Excerpts from a dataset
Segment Open
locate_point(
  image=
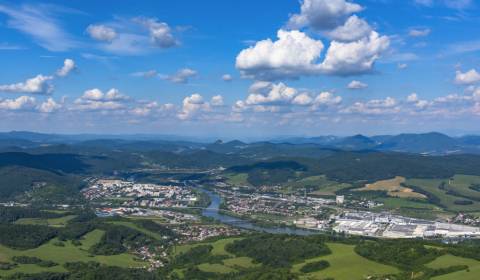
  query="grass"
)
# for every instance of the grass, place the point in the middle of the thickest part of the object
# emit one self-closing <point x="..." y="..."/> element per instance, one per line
<point x="445" y="261"/>
<point x="53" y="222"/>
<point x="215" y="267"/>
<point x="68" y="253"/>
<point x="230" y="264"/>
<point x="446" y="200"/>
<point x="242" y="262"/>
<point x="139" y="228"/>
<point x="240" y="179"/>
<point x="218" y="246"/>
<point x="321" y="185"/>
<point x="345" y="264"/>
<point x="393" y="187"/>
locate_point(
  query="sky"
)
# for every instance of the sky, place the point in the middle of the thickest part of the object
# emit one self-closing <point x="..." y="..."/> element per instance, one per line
<point x="236" y="69"/>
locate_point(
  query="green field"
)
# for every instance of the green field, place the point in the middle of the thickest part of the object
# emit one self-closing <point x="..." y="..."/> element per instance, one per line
<point x="345" y="264"/>
<point x="53" y="222"/>
<point x="446" y="200"/>
<point x="320" y="184"/>
<point x="473" y="272"/>
<point x="240" y="179"/>
<point x="67" y="253"/>
<point x="139" y="228"/>
<point x="229" y="264"/>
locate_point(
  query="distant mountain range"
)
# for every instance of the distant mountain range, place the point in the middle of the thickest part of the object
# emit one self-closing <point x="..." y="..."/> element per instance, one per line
<point x="427" y="143"/>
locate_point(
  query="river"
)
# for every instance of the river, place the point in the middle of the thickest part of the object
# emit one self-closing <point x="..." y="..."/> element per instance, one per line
<point x="212" y="211"/>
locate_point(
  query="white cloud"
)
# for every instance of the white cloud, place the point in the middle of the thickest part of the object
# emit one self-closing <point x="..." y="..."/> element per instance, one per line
<point x="20" y="103"/>
<point x="356" y="85"/>
<point x="419" y="32"/>
<point x="427" y="3"/>
<point x="326" y="99"/>
<point x="458" y="4"/>
<point x="467" y="78"/>
<point x="271" y="97"/>
<point x="128" y="44"/>
<point x="412" y="98"/>
<point x="37" y="85"/>
<point x="355" y="57"/>
<point x="374" y="107"/>
<point x="101" y="32"/>
<point x="160" y="32"/>
<point x="68" y="66"/>
<point x="323" y="14"/>
<point x="277" y="94"/>
<point x="293" y="54"/>
<point x="146" y="74"/>
<point x="181" y="77"/>
<point x="217" y="100"/>
<point x="49" y="106"/>
<point x="192" y="105"/>
<point x="453" y="4"/>
<point x="302" y="99"/>
<point x="227" y="77"/>
<point x="95" y="99"/>
<point x="37" y="21"/>
<point x="354" y="29"/>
Segment Closed
◆ **Exercise requirements**
All pictures are to be skipped; the lines from the first line of the records through the line containing "# for every instance of the white" are to be repeated exactly, both ends included.

◆ **Exercise result**
locate_point(
  image=
  query="grass"
)
# for every instance of the grass, place the point in the middle of the thickest part of the object
# emit one self-closing <point x="..." y="..."/> element per instance, one per line
<point x="445" y="261"/>
<point x="53" y="222"/>
<point x="215" y="267"/>
<point x="68" y="253"/>
<point x="230" y="264"/>
<point x="446" y="200"/>
<point x="242" y="262"/>
<point x="139" y="228"/>
<point x="240" y="179"/>
<point x="218" y="246"/>
<point x="321" y="185"/>
<point x="345" y="264"/>
<point x="393" y="187"/>
locate_point(
  query="sky"
)
# for every instance of the sky, place the point in the middle of the thickest part of the object
# emit one self-closing <point x="..." y="..."/> element per instance, one per line
<point x="236" y="69"/>
locate_point(
  query="green field"
)
# for every instance of the green field, place the point in the middle of the thickest part of the object
# emit one self-closing <point x="..." y="..."/> element per instance, one per line
<point x="345" y="264"/>
<point x="53" y="222"/>
<point x="446" y="200"/>
<point x="320" y="184"/>
<point x="473" y="272"/>
<point x="240" y="179"/>
<point x="67" y="253"/>
<point x="139" y="228"/>
<point x="229" y="264"/>
locate_point(
  query="distant mountain range"
)
# for every instance of the distant mountain range, place the point in the middle of the thickest part of the object
# emit one self-closing <point x="..." y="..."/> element per instance, one per line
<point x="427" y="143"/>
locate_point(
  query="river"
)
# for every instance of the river, place the point in the middle of the thickest part of the object
# emit one self-closing <point x="..." y="..."/> element per instance, one per line
<point x="212" y="211"/>
locate_point(
  query="white cloud"
)
# for every instance of the white cloud, place the point in the middle of the thickest part of the object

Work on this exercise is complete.